─── Exercise passage ───
To address these limitations, several studies have simplified the measurement of SPPB and TUG using Doppler sensors [36], one-dimensional light detection and ranging [37], automated multiple cameras [38], and instrumented inertial measurement units [39]. While these technologies automate the process of objective physical function assessment, they do not alleviate the constraints of space, personnel, or additional equipment. Furthermore, the cameras and other tools used may not be suitable for actual clinical use in terms of functionality.
Artificial intelligence (AI) technology has garnered attention in recent years owing to advances in machine learning (ML) with the advent of deep learning; advances in information infrastructure technology, such as the emergence of inexpensive and high-performance graphics processing units; and the ease of utilizing large-scale data, such as the expansion of public databases with the advent of the big data era [40,41]. The medical field is no exception, with active medical research utilizing AI technology in various forms, including medical image analysis [42,43,44,45], omics analysis [46,47,48], and natural language processing, with a focus on electronic medical records (EHRs) [49,50]. Importantly, medical devices utilizing AI technology are being promoted in rapid succession. According to the latest U.S. FDA database, more than 800 AI-powered medical devices have been approved [51]. AI technology is also being studied for objective physical function assessment, where AI is being used to provide promising options for estimating established physical function indicators from videos of various movements, sensor data, and EHR table data without the need to perform special movements. In fact, we are also currently developing an AI model to assess a patient’s physical function from routine clinical activities, such as entering and exiting the consultation room or sitting and standing from a chair. Research on this concept is novel, making it essential to explore which types of data—whether video, images, sensor data, or clinical information—can effectively predict objective physical function using AI. Therefore, in this review, we will discuss the effectiveness and issues of using AI to evaluate physical function by comprehensively surveying related papers published to date, assuming that AI technology will be used to objectively, accurately, and easily evaluate physical function. In particular, since ML is the fundamental technology behind current AI research [52], we focus on and discuss objective physical function assessments using ML technology.

2. Methods

2.1. Search Strategy

PubMed was searched in April 2024 for relevant studies using the following search strategy: (“Short Physical Performance Battery” OR “Timed up and Go” OR “grip strength” OR “walking speed” OR “gait speed” OR “fall risk”) AND (“artificial intelligence” OR “machine learning” OR “deep learning”). The titles and abstracts of the selected papers were searched.
─── Provided records ───
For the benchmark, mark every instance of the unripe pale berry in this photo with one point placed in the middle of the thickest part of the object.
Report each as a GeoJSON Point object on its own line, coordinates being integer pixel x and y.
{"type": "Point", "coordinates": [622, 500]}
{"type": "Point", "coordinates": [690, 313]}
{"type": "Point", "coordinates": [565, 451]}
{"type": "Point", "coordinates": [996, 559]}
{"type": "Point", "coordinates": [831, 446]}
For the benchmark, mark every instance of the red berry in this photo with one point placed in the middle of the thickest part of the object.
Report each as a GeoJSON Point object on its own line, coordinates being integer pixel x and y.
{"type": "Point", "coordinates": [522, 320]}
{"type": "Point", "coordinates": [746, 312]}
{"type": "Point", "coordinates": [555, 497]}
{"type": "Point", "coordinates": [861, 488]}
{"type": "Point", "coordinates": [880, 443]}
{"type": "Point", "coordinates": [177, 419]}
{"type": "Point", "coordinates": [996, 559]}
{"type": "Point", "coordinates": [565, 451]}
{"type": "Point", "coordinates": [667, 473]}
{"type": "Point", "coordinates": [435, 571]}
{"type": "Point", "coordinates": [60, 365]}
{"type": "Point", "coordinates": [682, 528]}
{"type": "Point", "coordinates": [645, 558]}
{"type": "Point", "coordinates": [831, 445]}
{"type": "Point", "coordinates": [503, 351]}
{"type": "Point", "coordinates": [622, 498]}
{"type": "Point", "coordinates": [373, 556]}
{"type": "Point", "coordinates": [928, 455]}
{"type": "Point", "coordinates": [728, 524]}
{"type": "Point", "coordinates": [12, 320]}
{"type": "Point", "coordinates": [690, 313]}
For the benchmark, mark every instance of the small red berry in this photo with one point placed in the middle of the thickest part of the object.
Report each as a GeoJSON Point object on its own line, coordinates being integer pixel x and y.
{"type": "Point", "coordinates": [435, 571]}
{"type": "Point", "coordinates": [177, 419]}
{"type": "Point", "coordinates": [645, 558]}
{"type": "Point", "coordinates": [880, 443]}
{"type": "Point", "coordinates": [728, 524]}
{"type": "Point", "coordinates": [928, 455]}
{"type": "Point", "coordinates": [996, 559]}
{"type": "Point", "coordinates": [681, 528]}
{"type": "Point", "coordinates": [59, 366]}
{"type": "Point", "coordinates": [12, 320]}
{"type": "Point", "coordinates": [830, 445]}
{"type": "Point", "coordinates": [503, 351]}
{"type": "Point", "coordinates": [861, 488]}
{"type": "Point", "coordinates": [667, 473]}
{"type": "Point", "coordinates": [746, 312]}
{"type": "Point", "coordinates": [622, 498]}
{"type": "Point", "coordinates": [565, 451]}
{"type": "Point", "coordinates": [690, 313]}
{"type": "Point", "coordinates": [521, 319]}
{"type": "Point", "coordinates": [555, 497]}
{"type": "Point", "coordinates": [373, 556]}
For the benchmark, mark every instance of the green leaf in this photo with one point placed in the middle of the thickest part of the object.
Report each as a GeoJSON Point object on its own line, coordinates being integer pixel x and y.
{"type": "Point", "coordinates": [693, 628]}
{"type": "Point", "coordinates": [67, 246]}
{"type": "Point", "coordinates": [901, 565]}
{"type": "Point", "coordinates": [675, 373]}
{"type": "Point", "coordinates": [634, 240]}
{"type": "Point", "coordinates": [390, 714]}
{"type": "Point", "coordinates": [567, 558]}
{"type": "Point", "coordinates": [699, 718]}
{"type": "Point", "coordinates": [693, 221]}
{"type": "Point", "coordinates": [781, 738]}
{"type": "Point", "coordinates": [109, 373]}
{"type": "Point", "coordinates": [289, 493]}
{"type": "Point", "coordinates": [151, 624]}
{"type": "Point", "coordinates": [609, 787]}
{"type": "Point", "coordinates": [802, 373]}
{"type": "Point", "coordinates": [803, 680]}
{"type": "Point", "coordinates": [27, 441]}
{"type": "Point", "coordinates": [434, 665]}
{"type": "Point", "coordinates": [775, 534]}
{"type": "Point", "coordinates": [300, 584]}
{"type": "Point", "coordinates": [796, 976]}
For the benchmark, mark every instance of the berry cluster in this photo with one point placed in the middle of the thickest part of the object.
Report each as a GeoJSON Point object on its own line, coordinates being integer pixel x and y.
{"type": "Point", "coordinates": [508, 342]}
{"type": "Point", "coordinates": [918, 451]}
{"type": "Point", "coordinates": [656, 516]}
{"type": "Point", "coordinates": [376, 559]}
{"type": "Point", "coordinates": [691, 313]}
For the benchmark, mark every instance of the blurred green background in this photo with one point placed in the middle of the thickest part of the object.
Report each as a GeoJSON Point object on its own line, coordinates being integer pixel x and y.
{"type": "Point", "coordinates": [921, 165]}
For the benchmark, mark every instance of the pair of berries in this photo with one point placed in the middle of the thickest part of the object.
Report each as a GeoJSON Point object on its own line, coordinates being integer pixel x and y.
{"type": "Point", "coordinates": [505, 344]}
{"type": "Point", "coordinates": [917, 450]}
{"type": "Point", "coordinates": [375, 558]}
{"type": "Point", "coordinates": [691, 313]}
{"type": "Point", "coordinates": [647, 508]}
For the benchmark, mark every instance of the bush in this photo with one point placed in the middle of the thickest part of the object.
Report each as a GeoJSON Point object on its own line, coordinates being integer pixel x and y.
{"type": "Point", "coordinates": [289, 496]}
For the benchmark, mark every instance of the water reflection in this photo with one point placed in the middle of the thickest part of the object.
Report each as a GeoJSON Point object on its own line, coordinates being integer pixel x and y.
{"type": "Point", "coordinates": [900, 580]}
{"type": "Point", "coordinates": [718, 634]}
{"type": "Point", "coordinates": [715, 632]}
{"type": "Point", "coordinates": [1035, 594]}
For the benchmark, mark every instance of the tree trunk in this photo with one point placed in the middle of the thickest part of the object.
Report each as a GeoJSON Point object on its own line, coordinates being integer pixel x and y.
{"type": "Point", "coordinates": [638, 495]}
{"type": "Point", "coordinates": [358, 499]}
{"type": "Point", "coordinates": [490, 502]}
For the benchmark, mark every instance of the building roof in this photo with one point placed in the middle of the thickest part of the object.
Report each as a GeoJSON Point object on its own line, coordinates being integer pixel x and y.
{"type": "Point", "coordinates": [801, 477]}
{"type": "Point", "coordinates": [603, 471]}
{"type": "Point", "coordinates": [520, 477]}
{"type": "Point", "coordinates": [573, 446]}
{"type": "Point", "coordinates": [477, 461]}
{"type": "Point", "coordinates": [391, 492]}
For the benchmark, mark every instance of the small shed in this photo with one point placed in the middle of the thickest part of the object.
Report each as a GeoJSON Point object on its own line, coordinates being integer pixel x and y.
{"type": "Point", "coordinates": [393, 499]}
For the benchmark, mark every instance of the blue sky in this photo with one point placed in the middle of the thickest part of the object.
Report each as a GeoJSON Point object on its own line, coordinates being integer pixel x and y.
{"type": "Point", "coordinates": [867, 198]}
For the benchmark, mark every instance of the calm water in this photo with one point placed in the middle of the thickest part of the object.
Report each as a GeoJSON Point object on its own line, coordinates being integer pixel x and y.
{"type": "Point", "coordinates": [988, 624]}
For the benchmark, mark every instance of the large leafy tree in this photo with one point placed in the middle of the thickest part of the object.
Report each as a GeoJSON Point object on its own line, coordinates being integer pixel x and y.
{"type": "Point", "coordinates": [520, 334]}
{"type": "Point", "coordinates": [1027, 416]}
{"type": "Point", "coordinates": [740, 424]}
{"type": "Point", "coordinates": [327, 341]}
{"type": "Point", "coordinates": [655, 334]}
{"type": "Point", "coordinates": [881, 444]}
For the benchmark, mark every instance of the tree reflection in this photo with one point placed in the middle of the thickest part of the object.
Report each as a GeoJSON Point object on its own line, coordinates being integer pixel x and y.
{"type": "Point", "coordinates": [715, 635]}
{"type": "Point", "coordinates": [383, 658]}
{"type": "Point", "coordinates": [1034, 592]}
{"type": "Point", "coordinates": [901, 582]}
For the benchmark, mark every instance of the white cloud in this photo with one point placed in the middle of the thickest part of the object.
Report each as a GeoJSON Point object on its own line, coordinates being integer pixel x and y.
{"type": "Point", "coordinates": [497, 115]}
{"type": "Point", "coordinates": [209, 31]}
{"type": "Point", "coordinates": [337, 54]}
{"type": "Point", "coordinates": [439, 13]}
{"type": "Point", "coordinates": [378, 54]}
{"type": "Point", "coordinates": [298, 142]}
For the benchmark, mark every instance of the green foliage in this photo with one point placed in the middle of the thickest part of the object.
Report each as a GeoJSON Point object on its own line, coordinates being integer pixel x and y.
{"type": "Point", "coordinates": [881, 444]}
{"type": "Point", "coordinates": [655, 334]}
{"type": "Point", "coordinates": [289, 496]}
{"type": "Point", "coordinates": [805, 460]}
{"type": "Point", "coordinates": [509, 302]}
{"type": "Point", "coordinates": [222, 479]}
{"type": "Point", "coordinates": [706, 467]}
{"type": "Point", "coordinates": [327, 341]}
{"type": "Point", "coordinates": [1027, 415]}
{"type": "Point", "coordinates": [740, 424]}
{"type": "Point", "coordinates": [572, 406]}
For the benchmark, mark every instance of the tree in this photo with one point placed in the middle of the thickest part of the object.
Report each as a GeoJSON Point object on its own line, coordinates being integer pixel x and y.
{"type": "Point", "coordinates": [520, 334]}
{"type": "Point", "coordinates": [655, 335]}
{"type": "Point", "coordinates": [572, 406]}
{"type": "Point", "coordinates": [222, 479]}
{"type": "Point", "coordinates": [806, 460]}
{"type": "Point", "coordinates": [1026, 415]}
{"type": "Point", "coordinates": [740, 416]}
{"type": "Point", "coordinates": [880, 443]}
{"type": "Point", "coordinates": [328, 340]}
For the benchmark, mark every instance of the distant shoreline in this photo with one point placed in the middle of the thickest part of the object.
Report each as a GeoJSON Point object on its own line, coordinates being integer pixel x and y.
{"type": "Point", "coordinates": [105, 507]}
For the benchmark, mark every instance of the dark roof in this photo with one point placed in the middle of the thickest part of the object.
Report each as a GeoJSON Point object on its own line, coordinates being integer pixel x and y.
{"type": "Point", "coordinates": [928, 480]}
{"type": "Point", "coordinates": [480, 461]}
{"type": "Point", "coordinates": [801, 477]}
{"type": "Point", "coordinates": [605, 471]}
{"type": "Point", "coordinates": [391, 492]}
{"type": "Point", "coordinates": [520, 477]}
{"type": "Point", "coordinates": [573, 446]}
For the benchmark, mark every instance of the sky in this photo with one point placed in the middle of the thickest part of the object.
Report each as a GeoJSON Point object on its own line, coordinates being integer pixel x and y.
───
─── Provided records ───
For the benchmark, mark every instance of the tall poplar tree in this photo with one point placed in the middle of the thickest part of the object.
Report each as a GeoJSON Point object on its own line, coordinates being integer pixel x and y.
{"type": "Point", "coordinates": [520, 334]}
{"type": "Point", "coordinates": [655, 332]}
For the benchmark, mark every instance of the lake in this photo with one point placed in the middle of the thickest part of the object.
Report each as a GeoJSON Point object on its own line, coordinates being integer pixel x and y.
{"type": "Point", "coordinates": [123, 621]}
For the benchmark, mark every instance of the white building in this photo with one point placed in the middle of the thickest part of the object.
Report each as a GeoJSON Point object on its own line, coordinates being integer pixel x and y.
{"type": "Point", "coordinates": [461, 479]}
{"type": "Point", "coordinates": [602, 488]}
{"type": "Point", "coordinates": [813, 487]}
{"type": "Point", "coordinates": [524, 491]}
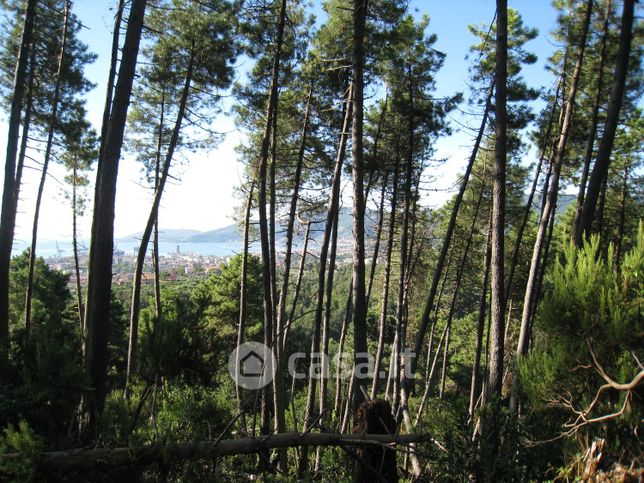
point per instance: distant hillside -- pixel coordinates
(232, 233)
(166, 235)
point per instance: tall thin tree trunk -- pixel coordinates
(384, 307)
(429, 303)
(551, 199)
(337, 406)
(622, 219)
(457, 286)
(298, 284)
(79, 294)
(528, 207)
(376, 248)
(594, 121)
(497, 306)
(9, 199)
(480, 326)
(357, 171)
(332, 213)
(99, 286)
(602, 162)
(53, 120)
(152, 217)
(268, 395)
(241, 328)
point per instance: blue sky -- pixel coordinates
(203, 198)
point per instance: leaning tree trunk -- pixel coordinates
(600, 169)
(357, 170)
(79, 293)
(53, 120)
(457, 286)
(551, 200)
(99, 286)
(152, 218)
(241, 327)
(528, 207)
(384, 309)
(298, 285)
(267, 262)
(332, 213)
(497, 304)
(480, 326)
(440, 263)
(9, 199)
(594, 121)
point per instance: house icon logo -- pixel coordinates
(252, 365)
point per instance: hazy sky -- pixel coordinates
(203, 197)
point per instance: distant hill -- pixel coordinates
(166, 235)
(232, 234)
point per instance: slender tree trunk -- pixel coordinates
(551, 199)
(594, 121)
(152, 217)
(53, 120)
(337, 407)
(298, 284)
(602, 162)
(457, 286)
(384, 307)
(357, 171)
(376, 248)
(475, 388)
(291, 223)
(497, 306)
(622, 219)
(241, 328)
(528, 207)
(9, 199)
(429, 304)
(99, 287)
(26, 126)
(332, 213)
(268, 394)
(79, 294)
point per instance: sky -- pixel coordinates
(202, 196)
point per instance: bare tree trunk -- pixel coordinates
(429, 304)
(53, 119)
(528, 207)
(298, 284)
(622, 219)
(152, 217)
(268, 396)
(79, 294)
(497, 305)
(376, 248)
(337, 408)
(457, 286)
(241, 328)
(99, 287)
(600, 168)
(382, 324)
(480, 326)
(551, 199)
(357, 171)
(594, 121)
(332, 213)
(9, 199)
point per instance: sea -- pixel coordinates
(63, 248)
───
─── Provided records ───
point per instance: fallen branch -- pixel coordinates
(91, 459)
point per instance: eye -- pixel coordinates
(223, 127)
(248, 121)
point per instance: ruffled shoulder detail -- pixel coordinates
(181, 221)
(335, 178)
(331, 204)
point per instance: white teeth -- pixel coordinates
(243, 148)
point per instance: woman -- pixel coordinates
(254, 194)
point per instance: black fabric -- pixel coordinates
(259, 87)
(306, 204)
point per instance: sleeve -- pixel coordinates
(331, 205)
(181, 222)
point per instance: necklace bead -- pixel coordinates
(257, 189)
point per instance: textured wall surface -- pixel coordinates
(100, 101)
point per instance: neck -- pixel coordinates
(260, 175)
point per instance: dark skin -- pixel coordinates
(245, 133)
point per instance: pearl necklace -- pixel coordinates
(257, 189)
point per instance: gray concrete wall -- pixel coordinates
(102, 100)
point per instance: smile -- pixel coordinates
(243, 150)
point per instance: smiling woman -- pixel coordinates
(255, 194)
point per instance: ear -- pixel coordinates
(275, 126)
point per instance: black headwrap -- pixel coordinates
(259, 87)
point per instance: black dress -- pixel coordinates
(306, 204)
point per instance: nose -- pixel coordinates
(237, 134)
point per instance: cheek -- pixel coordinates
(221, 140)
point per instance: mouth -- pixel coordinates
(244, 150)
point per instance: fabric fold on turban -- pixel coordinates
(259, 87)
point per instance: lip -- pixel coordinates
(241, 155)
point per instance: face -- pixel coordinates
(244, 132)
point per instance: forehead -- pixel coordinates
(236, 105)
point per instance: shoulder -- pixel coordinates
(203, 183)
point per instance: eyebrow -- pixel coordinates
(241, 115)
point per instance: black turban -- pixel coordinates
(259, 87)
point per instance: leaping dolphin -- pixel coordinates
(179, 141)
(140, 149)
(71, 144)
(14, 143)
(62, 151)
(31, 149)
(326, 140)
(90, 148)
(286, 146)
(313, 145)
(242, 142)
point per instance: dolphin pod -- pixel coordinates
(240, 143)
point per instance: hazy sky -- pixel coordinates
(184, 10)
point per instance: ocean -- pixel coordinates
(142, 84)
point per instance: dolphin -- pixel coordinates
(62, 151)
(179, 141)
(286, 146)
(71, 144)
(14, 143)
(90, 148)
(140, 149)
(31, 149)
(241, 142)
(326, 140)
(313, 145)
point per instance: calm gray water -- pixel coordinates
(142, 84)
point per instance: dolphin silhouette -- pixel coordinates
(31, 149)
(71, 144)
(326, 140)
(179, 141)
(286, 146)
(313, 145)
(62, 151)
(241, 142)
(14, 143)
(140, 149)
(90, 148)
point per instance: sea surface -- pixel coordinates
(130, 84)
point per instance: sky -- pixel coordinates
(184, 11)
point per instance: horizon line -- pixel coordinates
───
# Explore the material:
**A)** In the review excerpt, condense the paragraph beginning "To address these limitations" into a short bulleted list that keeps its main facts.
**B)** Extend the review excerpt with one further paragraph in the same formal style, beginning after its final sentence.

# Your written answers:
**A)**
- Several studies have simplified SPPB and TUG measurement using Doppler sensors, one-dimensional light detection and ranging, automated multiple cameras, and instrumented inertial measurement units.
- These technologies automate objective physical function assessment but do not remove constraints of space, personnel, or additional equipment.
- The cameras and other tools may not be functionally suitable for actual clinical use.

**B)**
2.2. Selection Criteria

The inclusion criteria for selecting the papers were that they should have been written in English. The publication period was not restricted. Notably, we determined that, in light of patients’ quality of life and the current situation in clinical practice, there is a need to develop a system that uses ML to predict the results of objective physical function assessments from videos of patients’ movements in hospitals during routine medical examinations, without conducting additional assessments. Thus, we reviewed techniques that can be adopted in clinical practice without requiring specific conditions solely for assessing physical function. Specifically, this review included studies where SPPB, TUG, walking speed, and grip strength were predicted using ML from videos, sensor data, or clinical information from EHR without manual measurement or additional clinical resources. Conversely, we excluded studies that utilized ML solely to automate the evaluation process, such as those that performed TUG in front of a camera without a measurer or conducted TUG or SPPB at home with attached sensors. Similarly, studies that used inertial measurement units (IMUs) or Doppler technology to automate the assessment of SPPB and TUG to reduce human resources were excluded. The same applied to walking speed, where the goal was to simplify the measurement of the 6 min walk or 10 m walk. From another perspective, several studies used ML to segment successive movements (such as standing up, walking, and turning) and extract gait parameters from IMU data or videos related to SPPB, TUG, and walking speed. Additionally, studies that used grip strength as an explanatory variable to predict SPPB scores or past TUG test scores and to predict future TUG test scores were included in the review. Only recent studies by the same authors were included, while studies by the same authors with different concepts were also included. Predicting gait speed posed challenges owing to the different movements involved. Therefore, we selected studies proposing systems for future use in clinical practice.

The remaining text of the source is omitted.